- _SUPPLIED INFORMATION_
* * * * *
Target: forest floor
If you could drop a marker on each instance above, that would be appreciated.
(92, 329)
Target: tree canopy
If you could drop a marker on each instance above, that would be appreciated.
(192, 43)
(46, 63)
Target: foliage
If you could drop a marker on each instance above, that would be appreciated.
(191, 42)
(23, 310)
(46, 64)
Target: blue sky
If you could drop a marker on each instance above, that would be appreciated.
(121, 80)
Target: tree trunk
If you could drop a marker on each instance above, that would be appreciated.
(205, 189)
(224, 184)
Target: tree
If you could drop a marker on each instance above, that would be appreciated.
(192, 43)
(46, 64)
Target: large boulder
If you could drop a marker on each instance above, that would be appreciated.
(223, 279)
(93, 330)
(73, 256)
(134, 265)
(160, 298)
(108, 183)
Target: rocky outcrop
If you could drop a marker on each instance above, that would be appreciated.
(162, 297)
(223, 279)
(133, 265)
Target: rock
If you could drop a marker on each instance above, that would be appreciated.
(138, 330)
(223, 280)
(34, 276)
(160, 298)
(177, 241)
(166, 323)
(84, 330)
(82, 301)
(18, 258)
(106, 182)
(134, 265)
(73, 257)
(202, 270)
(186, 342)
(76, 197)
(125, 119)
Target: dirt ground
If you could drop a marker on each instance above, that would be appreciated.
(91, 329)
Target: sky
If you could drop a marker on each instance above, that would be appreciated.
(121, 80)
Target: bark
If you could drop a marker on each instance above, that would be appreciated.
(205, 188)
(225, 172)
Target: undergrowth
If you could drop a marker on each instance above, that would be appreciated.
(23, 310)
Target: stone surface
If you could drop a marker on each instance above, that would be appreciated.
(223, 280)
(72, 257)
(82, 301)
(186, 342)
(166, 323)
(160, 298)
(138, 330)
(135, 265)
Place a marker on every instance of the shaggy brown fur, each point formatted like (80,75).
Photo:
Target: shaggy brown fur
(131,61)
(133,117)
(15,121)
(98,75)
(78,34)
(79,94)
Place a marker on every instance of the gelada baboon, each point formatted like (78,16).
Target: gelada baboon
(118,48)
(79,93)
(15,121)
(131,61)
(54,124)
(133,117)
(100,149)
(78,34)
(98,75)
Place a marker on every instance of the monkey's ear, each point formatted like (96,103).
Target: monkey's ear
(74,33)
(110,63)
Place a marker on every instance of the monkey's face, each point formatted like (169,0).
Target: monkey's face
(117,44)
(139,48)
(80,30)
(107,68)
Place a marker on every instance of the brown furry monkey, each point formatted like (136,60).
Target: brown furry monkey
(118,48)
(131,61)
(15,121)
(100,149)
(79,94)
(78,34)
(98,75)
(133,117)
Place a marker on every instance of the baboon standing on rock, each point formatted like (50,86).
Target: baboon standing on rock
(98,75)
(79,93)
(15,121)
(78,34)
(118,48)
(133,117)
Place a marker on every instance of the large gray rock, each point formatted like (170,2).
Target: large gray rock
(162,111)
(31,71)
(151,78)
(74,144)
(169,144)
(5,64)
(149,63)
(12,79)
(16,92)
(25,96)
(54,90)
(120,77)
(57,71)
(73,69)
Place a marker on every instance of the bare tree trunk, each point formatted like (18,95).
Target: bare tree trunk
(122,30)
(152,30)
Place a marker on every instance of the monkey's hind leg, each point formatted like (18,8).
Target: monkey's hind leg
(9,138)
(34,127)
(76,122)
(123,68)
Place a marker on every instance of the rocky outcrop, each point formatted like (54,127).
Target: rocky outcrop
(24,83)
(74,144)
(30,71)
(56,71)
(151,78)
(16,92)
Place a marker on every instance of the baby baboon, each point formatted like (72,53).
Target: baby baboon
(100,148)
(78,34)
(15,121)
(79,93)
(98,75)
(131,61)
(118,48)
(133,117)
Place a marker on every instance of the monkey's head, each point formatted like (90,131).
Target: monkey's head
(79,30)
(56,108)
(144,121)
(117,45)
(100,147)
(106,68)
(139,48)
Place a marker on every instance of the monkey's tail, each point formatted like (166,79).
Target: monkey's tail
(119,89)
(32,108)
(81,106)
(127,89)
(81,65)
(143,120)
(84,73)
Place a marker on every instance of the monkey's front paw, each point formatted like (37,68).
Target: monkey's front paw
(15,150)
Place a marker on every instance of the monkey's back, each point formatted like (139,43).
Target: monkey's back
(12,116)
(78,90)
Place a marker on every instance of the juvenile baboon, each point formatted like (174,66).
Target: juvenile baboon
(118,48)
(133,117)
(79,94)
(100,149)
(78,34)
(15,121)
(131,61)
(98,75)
* * * * *
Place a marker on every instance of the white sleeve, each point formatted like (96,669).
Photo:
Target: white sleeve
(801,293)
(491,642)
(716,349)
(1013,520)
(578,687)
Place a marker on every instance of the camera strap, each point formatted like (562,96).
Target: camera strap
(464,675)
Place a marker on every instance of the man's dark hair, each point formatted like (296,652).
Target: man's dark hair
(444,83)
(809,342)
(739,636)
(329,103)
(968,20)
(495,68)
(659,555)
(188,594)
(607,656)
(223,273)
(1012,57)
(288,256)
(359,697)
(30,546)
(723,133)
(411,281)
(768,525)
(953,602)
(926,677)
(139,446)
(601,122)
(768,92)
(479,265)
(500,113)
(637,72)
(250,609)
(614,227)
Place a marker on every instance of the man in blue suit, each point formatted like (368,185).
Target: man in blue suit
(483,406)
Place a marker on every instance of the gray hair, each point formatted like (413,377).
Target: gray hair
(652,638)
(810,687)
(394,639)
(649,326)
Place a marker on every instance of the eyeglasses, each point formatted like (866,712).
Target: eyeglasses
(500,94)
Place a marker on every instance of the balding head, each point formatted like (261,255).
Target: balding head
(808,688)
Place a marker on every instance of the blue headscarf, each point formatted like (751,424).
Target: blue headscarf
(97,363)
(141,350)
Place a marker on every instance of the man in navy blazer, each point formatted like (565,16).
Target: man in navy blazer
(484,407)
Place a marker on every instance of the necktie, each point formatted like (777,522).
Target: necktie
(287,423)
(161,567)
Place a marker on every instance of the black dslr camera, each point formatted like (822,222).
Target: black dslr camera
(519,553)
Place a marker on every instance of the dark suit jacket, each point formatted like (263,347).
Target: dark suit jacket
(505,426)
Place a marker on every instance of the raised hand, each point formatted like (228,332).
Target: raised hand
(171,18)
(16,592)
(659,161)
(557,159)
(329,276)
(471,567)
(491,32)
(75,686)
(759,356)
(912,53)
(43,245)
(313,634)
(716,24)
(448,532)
* * * * *
- _PROMPT_
Your answer should consist only of the lines above between the line holding "Target: baboon standing on rock" and the line holding "Place a marker on every instance of the monkey's hind", inclusive, each transcribed exactly.

- _RESULT FOR THIS EXERCISE_
Target: baboon standing on rock
(98,75)
(79,93)
(15,121)
(78,34)
(118,48)
(133,117)
Place a marker on every instance of the large gray rock, each point formatted like (170,2).
Target: large gray rock
(162,111)
(31,71)
(151,78)
(74,144)
(169,144)
(5,64)
(149,63)
(12,79)
(16,92)
(25,96)
(54,90)
(120,77)
(57,71)
(73,69)
Place a marker on every instance of the bare tree trunk, each point formatted like (18,95).
Target: bare tree trunk
(122,30)
(152,30)
Place a marker on every instance of the monkey's hind leg, each point formatted like (18,8).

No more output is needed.